In addition to drawing and penmanship Grades A and B were examined in problems, principles of arithmetic, grammar, geography, United States history, and English composition. Grade C was examined in the same subjects, excepting principles of arithmetic and United States history, but with the addition of physics. In the District Schools, Grades D and E were examined in penmanship, drawing, arithmetic, grammar, geography, object lessons, and composition. Grade F was examined in the same subjects, except geography and composition.

No special examination of the High Schools was had, but papers for the Exposition were selected from those prepared in the regular Semiannual Examination. Selections only were sent, on account of the great length of the papers in many of the subjects, which precluded the sending the work of a whole class. Even within the very rigid limitations adopted, there were enough papers taken to fill four good sized volumes.

In addition to the examination in English, an examination of the same grades of Intermediate and District Schools was had in German. This examination consisted in translations from German into English, and from English into German, and in German composition. The papers filled three volumes, and were taken from full classes, as in the English examination.

There were sent in all seven volumes of drawings, four volumes of penmanship; and in the general subjects, four volumes of High School papers, six volumes of Intermediate, and three of District papers. Be

sides these there were the three volumes in German already mentioned, making a total of twenty-seven volumes. The binding of these volumes was in full Russia, and done by Wilson, Hinkle & Co. No finer work of the kind was ever done in Cincinnati.

The books were on exhibition at the Board rooms one day before being shipped for New York, and were examined by a large number of our best citizens.

In the same box with the books were also sent a copy of the Annual Report of the Schools and an Educational Chart. The Chart gives all the leading statistics of the schools, also their grading, and the course of study for each grade. It was the joint work of Messrs. Forbriger and Burnett. It is needless to say the work was done in such a manner as to reflect the highest credit on both these gentlemen.

I am of the opinion that the Educational Department of the World's Exposition can not but be productive of much general good, by diffusing among all civilized nations more correct and definite knowledge respecting the organizations of the various school systems in countries most advanced in education, as well as of the actual workings of those organizations. The experiences of a thousand communities differing in their intellectual status, in their customs, and in the amount of wealth they possess, will be collected together and become common property. From these experiences no people, however happily situated, will be found too wise to learn.

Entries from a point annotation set

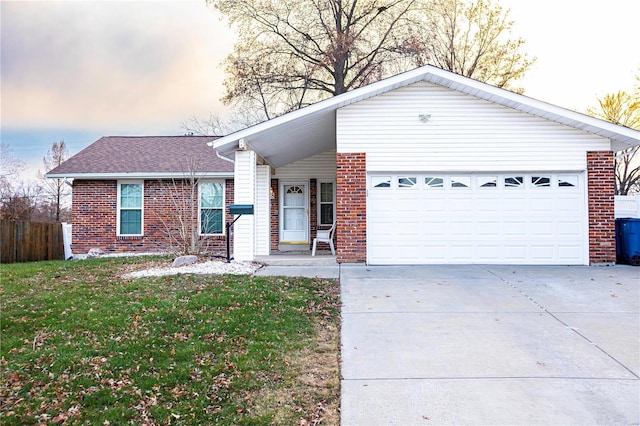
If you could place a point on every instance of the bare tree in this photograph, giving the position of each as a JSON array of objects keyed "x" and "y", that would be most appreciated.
[
  {"x": 181, "y": 218},
  {"x": 292, "y": 53},
  {"x": 21, "y": 203},
  {"x": 623, "y": 108},
  {"x": 470, "y": 38},
  {"x": 56, "y": 191}
]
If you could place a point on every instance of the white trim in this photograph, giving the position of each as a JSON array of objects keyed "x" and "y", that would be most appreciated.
[
  {"x": 383, "y": 203},
  {"x": 223, "y": 208},
  {"x": 285, "y": 132},
  {"x": 305, "y": 185},
  {"x": 119, "y": 209},
  {"x": 145, "y": 176}
]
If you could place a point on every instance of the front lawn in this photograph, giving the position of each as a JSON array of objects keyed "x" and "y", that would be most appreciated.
[{"x": 80, "y": 345}]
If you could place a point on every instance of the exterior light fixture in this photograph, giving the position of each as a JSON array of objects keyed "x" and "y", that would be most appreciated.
[{"x": 424, "y": 117}]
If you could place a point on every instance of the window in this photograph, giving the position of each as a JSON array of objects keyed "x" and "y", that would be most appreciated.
[
  {"x": 569, "y": 180},
  {"x": 381, "y": 181},
  {"x": 211, "y": 208},
  {"x": 326, "y": 204},
  {"x": 460, "y": 181},
  {"x": 130, "y": 208},
  {"x": 432, "y": 182},
  {"x": 487, "y": 181},
  {"x": 540, "y": 181},
  {"x": 407, "y": 182},
  {"x": 513, "y": 182}
]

Set tasks:
**a)** Reproduce the report on the exposition papers between "sides these there" and "both these gentlemen.", inclusive, substituting "school offices" for "Board rooms".
**b)** According to the report on the exposition papers, why were only selections of the High School papers sent instead of the work of a whole class?
**c)** In the report on the exposition papers, who did the binding of the volumes?
These rows have no connection to the report on the exposition papers.

Answers:
**a)**
sides these there were the three volumes in German already mentioned, making a total of twenty-seven volumes. The binding of these volumes was in full Russia, and done by Wilson, Hinkle & Co. No finer work of the kind was ever done in Cincinnati.

The books were on exhibition at the school offices one day before being shipped for New York, and were examined by a large number of our best citizens.

In the same box with the books were also sent a copy of the Annual Report of the Schools and an Educational Chart. The Chart gives all the leading statistics of the schools, also their grading, and the course of study for each grade. It was the joint work of Messrs. Forbriger and Burnett. It is needless to say the work was done in such a manner as to reflect the highest credit on both these gentlemen.

**b)** Only selections were sent because many of the papers were very long in many subjects. That length made it impossible to send the work of a whole class.

**c)** Wilson, Hinkle & Co.